* PAGE TEXT *
◇ ◇ ◇

Immediately after the files consumption, the metrics and events are available in Splunk.

Data files for the TA-metricator-hec-for-nmon

The TA-metricator-hec-for-nmon process and forward the nmon data transparently and silently over http using batch files and the curl binary available on the system.

By default, there are no remaining traces of these data on the file-system, this is controlled by the following setting in “nmon.conf”:

--no_local_log --> do no write metrics, events and config locally on file-syste, (activated by default)

nmonparser_options="--mode fifo --use_fqdn --silent --no_local_log --splunk_http_url https://splunk.mydomain.com:8088/services/collector/event --splunk_http_token insert_your_splunk_http_token --splunk_metrics_index os-unix-nmon-metrics --splunk_events_index os-unix-nmon-events --splunk_config_index os-unix-nmon-config"

◇ ◇ ◇

* PROBLEM REQUIREMENTS *
Repeat the nmon text word for word, starting with "Data files for" and going on through "on the system.". The items are separate material, distinct from the nmon text.

Rows taken from a segmentation dataset:
◇ ◇ ◇

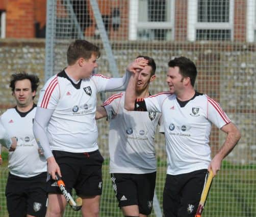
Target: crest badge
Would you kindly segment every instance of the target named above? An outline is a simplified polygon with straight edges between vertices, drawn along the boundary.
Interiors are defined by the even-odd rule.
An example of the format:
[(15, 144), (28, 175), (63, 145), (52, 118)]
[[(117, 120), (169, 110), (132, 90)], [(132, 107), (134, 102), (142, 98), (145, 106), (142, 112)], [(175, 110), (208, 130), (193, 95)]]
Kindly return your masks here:
[(192, 114), (190, 114), (190, 115), (194, 117), (199, 116), (200, 115), (198, 114), (199, 110), (199, 108), (193, 107), (192, 109)]
[(156, 112), (151, 112), (148, 113), (148, 117), (151, 120), (153, 120), (156, 118), (156, 115), (157, 113)]
[(38, 203), (37, 202), (34, 202), (33, 205), (33, 209), (35, 212), (39, 211), (42, 207), (42, 204)]
[(86, 87), (84, 87), (84, 90), (87, 95), (89, 96), (91, 96), (92, 95), (92, 89), (90, 86), (88, 86)]

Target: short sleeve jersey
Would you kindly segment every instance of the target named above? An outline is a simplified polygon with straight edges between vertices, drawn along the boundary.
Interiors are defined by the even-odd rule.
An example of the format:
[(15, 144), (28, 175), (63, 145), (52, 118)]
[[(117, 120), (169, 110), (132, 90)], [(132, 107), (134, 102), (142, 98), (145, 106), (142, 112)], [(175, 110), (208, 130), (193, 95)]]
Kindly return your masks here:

◇ ◇ ◇

* RESPONSE FOR THIS EXERCISE *
Data files for the TA-metricator-hec-for-nmon

The TA-metricator-hec-for-nmon process and forward the nmon data transparently and silently over http using batch files and the curl binary available on the system.